### Description of the task
Can you give all the records again without altering a single character?

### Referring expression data
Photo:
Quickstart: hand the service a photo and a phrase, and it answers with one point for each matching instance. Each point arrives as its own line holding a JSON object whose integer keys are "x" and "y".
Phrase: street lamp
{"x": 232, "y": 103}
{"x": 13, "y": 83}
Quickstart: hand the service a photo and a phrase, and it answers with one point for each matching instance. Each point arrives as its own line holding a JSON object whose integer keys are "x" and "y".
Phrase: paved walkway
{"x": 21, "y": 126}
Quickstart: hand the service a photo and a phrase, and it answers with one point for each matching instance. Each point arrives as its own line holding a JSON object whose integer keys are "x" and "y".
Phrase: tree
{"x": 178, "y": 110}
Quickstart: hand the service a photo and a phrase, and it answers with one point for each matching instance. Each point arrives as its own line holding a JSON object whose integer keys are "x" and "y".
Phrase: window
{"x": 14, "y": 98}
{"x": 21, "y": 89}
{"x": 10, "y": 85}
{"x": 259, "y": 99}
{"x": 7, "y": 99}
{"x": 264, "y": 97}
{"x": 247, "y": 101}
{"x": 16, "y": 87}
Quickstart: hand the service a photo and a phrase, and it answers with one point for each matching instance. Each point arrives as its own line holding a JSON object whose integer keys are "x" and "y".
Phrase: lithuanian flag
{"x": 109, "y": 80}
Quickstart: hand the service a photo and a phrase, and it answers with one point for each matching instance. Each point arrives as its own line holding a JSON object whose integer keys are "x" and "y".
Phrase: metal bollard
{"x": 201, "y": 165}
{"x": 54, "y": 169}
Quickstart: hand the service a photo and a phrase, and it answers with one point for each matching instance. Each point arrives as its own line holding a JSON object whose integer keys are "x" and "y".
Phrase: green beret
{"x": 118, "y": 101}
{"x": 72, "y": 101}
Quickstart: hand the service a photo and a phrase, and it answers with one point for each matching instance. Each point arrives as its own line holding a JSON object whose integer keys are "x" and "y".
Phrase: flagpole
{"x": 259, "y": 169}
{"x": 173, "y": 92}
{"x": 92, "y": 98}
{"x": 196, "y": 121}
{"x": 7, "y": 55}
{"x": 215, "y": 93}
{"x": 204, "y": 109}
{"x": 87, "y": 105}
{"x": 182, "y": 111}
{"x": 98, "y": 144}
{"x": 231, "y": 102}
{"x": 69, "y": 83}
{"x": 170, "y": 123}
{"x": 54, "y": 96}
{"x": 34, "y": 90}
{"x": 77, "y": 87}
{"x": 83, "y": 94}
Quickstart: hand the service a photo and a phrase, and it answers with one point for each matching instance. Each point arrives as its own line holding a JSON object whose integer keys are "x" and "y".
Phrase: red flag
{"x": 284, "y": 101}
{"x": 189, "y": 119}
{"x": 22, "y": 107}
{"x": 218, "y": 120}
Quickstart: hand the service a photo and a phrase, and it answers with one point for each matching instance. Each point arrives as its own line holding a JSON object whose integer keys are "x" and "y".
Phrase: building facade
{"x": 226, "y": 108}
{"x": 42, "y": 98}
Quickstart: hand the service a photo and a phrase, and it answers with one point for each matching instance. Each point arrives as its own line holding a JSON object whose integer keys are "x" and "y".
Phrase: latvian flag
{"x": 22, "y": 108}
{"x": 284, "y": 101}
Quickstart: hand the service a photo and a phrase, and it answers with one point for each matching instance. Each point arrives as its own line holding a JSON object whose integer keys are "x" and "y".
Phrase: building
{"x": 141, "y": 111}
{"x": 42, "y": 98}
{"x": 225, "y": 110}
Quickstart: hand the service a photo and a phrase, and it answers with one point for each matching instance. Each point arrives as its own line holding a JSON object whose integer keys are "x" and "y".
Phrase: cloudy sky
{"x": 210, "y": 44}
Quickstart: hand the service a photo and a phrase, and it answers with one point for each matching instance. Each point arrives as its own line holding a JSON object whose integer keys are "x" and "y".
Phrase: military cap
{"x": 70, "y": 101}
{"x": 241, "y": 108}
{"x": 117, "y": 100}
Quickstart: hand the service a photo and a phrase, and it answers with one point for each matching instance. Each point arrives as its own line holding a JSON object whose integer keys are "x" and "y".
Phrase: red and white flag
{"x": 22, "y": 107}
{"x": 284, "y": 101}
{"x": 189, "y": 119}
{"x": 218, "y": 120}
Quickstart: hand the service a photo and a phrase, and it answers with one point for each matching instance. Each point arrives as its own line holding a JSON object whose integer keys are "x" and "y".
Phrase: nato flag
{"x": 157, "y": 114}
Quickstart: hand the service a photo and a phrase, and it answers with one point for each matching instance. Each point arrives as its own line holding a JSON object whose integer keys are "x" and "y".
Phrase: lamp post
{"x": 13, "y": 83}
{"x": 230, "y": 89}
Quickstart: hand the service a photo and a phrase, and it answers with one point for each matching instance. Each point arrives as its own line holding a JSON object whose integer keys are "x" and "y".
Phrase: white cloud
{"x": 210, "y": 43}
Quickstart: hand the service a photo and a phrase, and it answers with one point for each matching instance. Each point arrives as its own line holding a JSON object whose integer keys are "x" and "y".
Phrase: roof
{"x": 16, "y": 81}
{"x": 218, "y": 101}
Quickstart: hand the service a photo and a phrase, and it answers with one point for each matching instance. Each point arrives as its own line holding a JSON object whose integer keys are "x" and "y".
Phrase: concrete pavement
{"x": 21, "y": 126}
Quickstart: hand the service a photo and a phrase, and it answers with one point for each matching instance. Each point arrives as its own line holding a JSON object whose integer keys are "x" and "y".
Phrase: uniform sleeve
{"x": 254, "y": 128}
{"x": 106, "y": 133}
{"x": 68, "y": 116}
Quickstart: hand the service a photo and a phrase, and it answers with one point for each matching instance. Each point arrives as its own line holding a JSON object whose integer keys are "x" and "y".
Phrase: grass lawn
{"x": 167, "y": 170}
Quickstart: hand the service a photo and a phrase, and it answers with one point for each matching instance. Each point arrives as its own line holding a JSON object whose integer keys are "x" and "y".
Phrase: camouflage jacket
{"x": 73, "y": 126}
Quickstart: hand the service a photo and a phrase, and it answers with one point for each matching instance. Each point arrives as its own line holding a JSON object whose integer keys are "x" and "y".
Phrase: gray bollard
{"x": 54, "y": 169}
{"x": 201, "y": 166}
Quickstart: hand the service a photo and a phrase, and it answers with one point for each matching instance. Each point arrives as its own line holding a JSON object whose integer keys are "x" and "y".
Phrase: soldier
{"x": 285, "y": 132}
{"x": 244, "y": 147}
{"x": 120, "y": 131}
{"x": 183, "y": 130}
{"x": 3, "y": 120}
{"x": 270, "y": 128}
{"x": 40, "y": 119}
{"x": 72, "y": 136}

### Written reply
Photo:
Quickstart: hand the service a photo and a phrase, and it answers with one point for each matching instance. Each point arrives as its own line holding a JSON object whose integer keys are "x" and "y".
Phrase: street lamp
{"x": 232, "y": 103}
{"x": 13, "y": 83}
Quickstart: hand the service a photo and a phrase, and it answers with one point for each matching instance. Each point arrives as its own line holding a JSON object whose integer keys are "x" and "y".
Phrase: paved walkway
{"x": 21, "y": 126}
Quickstart: hand the service a photo and a phrase, and it answers with one point for each matching instance. Each point arrives as its own line holding a JSON object whose integer keys are "x" and "y".
Phrase: tree
{"x": 178, "y": 110}
Quickstart: hand the service a photo and a phrase, and it answers with one point for each matching instance. Each point arrives as its own line holding a JSON object whose integer keys are "x" and "y".
Phrase: window
{"x": 14, "y": 98}
{"x": 21, "y": 89}
{"x": 10, "y": 85}
{"x": 259, "y": 99}
{"x": 7, "y": 99}
{"x": 264, "y": 97}
{"x": 247, "y": 101}
{"x": 16, "y": 87}
Quickstart: hand the service a photo and a phrase, and it answers with one point for each matching instance. Each point arrives as its own line holding a JSON object whose integer keys are "x" and "y".
Phrase: lithuanian flag
{"x": 109, "y": 80}
Quickstart: hand the service a photo and a phrase, and it answers with one point for each matching instance. Each point arrives as its own line holding a JSON object whose integer keys are "x" and "y".
Phrase: metal bollard
{"x": 201, "y": 165}
{"x": 54, "y": 169}
Quickstart: hand the service a photo and a phrase, and it answers with one point for each matching instance. Each point arrives as its own line holding a JSON object whose integer keys are "x" and "y".
Phrase: green beret
{"x": 118, "y": 101}
{"x": 72, "y": 101}
Quickstart: hand the service a photo and a phrase, and it answers with one point for each matching instance. Each point arrives as its own line holding a JSON object whose integer keys are "x" and "y".
Phrase: flagpole
{"x": 259, "y": 169}
{"x": 173, "y": 92}
{"x": 92, "y": 98}
{"x": 196, "y": 121}
{"x": 7, "y": 55}
{"x": 215, "y": 93}
{"x": 204, "y": 109}
{"x": 87, "y": 105}
{"x": 182, "y": 111}
{"x": 98, "y": 144}
{"x": 231, "y": 102}
{"x": 69, "y": 83}
{"x": 170, "y": 123}
{"x": 54, "y": 96}
{"x": 34, "y": 90}
{"x": 77, "y": 87}
{"x": 83, "y": 94}
Quickstart: hand the service a photo and a phrase, and it answers with one point for each matching instance. Each point arrives as its own line holding a JSON object whose integer keys are "x" and "y".
Phrase: red flag
{"x": 284, "y": 101}
{"x": 189, "y": 119}
{"x": 22, "y": 107}
{"x": 218, "y": 120}
Quickstart: hand the service a photo and a phrase, and it answers with one point for each matching instance. Each point arrives as its own line holding a JSON object whose integer keys are "x" and "y".
Phrase: building facade
{"x": 226, "y": 108}
{"x": 42, "y": 98}
Quickstart: hand the service a photo and a phrase, and it answers with one point for each matching instance. Each point arrives as its own line holding a JSON object whose integer keys are "x" and "y".
Phrase: latvian flag
{"x": 22, "y": 108}
{"x": 284, "y": 101}
Quickstart: hand the service a photo and a phrase, and it answers with one point for each matching instance. Each point arrives as its own line holding a JSON object whose integer keys are "x" and "y".
Phrase: building
{"x": 141, "y": 111}
{"x": 42, "y": 98}
{"x": 225, "y": 110}
Quickstart: hand the service a photo and a phrase, and it answers with one point for each matching instance. Each point arrives as its own line holding a JSON object whose integer keys are "x" and "y".
Phrase: cloudy sky
{"x": 210, "y": 44}
Quickstart: hand the service a photo and a phrase, and it answers with one point for each matching instance. Each point arrives as its own line holding a JSON object whose integer keys are "x" and "y".
Phrase: military cap
{"x": 70, "y": 101}
{"x": 241, "y": 108}
{"x": 117, "y": 100}
Quickstart: hand the service a photo and a phrase, and it answers with one point for each matching instance. Each point arrives as its own line holding a JSON object whose integer keys are "x" and "y".
Phrase: red and white flag
{"x": 22, "y": 107}
{"x": 284, "y": 101}
{"x": 189, "y": 119}
{"x": 218, "y": 120}
Quickstart: hand the service a photo and a phrase, and it answers with one point for each matching instance. Each point arrives as its own line holding a JSON object whose integer keys are "x" and "y".
Phrase: nato flag
{"x": 157, "y": 114}
Quickstart: hand the service a photo and a phrase, and it answers with one point for each matching instance. Each point arrives as its own line holding a JSON object whose integer keys are "x" and "y".
Phrase: lamp post
{"x": 13, "y": 83}
{"x": 230, "y": 89}
Quickstart: hand the service a photo and a phrase, and it answers with one point for each matching instance. Each point arrives as its own line holding a JSON object whose integer keys are "x" and "y".
Phrase: white cloud
{"x": 210, "y": 43}
Quickstart: hand the service a photo and a phrase, and it answers with one point for each matching instance. Each point arrives as its own line holding a JSON object whose integer keys are "x" and "y".
Phrase: roof
{"x": 16, "y": 81}
{"x": 218, "y": 101}
Quickstart: hand the service a photo and a phrase, and it answers with one point for each matching instance. Each point arrives as its own line holding a JSON object whose integer keys are "x" and "y".
Phrase: concrete pavement
{"x": 21, "y": 126}
Quickstart: hand the service a photo and a phrase, and it answers with one point for each matching instance. Each point arrives as its own line holding a JSON object whose integer keys are "x" and "y".
Phrase: uniform sleeve
{"x": 254, "y": 128}
{"x": 106, "y": 133}
{"x": 68, "y": 116}
Quickstart: hand the service a photo and a phrase, and it answers with one point for each matching instance. Each point arrives as its own line holding a JSON object whose integer keys are "x" and "y".
Phrase: grass lawn
{"x": 167, "y": 170}
Quickstart: hand the service a photo and a phrase, and it answers with one point for each matching instance. Each point arrives as its own line holding a JSON object whose integer keys are "x" and "y".
Phrase: camouflage jacket
{"x": 73, "y": 126}
Quickstart: hand the service a photo and a phrase, and it answers with one point for each matching instance. Each point arrives as its own line holding a JSON object whose integer keys are "x" and "y".
Phrase: gray bollard
{"x": 54, "y": 169}
{"x": 201, "y": 166}
Quickstart: hand the service a photo and a phrase, and it answers with one point for each matching instance. Each point arrives as its own line holding a JSON object whose integer keys are "x" and "y".
Phrase: soldier
{"x": 285, "y": 132}
{"x": 244, "y": 147}
{"x": 120, "y": 131}
{"x": 183, "y": 130}
{"x": 3, "y": 120}
{"x": 270, "y": 128}
{"x": 40, "y": 119}
{"x": 72, "y": 136}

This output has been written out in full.